→ **Task item**: Once the pictures are set aside, reproduce the remaining data exactly.

Natural-language object grounding data:
-----
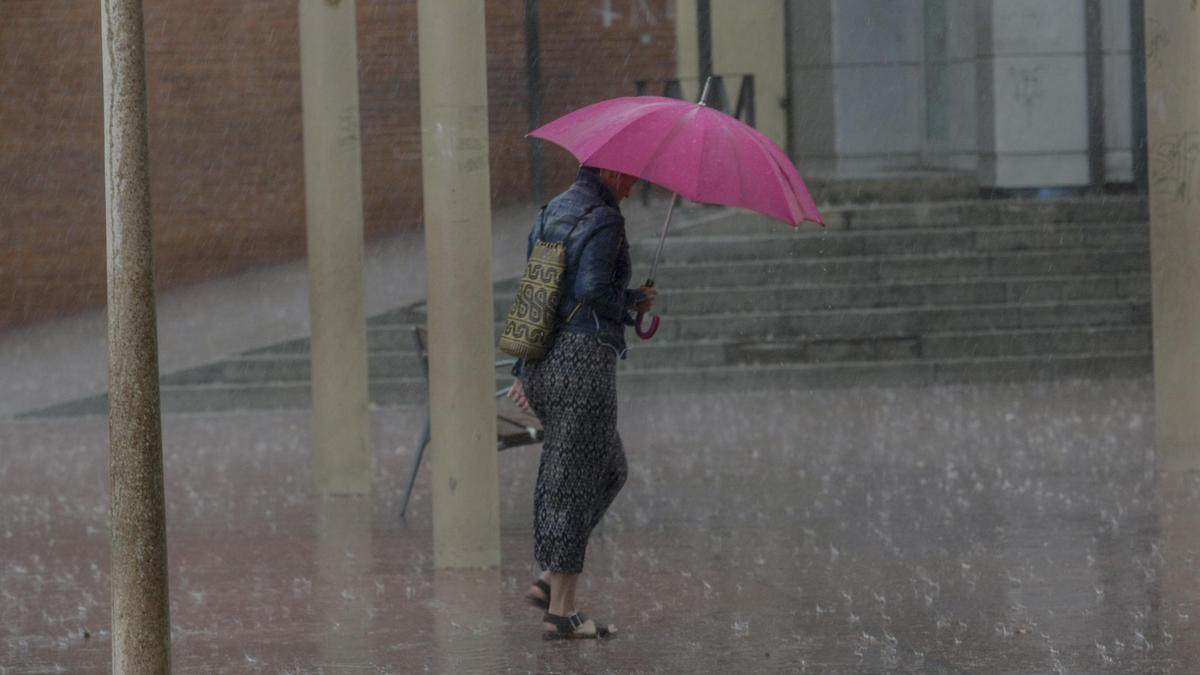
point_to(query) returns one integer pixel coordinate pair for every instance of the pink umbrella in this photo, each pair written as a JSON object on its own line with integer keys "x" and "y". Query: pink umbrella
{"x": 690, "y": 149}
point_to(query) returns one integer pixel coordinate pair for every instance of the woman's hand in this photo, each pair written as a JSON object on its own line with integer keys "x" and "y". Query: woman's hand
{"x": 651, "y": 294}
{"x": 516, "y": 394}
-----
→ **Reply to the exercise**:
point_to(query) returns one integer pixel coordinate pair for every instance of the pink umbrella in this photo, each pair written as a JSON object on its own line with integer keys "x" and "y". Query: pink umbrella
{"x": 690, "y": 149}
point_to(query) returns one integer pixel coordinate pair for every instance of the woman's hand in this photo, each pair written as a JSON object on its own line with integer keys "x" and "y". Query: woman's hand
{"x": 651, "y": 294}
{"x": 516, "y": 394}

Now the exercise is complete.